» Do this
Copy the data below verbatim, beginning at the line that contains "Spot the cabinet top" and continuing through the last line of the data.

Object pointing dataset rows
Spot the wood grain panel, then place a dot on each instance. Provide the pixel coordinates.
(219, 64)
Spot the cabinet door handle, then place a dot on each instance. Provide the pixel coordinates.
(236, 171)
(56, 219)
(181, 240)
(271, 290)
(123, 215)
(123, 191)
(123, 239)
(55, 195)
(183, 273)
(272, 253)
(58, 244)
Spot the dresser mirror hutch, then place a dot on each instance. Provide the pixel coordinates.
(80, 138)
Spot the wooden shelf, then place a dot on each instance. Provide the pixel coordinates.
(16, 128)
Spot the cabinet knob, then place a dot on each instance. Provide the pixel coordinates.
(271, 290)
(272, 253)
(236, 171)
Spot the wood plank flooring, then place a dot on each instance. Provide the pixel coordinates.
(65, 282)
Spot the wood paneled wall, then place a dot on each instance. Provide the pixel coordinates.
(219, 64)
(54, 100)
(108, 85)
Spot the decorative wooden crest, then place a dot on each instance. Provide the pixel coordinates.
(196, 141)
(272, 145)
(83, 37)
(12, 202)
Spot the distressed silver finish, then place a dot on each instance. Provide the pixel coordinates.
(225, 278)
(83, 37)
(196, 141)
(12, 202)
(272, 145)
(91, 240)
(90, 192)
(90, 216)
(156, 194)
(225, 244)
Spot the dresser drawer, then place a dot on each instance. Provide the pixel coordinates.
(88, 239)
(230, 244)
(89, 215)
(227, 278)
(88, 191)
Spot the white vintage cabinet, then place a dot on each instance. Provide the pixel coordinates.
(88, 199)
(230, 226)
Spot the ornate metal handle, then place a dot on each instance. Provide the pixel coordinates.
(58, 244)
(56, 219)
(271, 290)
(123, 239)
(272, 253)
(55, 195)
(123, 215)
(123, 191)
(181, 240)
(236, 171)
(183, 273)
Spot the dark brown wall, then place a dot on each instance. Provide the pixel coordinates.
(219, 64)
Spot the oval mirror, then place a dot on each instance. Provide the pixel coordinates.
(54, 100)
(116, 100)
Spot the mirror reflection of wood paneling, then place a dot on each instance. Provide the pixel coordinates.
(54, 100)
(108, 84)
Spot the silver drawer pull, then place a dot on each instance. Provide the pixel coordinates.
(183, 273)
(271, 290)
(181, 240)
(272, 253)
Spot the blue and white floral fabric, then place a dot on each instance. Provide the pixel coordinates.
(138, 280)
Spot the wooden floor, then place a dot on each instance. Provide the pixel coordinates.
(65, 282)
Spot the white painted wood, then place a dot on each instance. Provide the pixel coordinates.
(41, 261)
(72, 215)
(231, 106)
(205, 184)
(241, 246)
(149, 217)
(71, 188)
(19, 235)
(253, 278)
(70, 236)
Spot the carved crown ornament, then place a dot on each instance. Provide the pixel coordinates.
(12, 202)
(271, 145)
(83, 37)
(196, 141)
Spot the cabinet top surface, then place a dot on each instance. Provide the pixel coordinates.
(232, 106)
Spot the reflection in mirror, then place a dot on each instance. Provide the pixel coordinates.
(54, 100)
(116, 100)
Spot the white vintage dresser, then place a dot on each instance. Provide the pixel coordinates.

» Answer to this problem
Spot the cabinet top surface, then place a dot on each instance. Provide the pixel coordinates.
(232, 106)
Spot the reflection in mirror, then place a dot on each instance. Provide the pixel coordinates.
(54, 100)
(116, 100)
Spot the white vintage dresser, then place a dot on each instance. Provide the pixel coordinates.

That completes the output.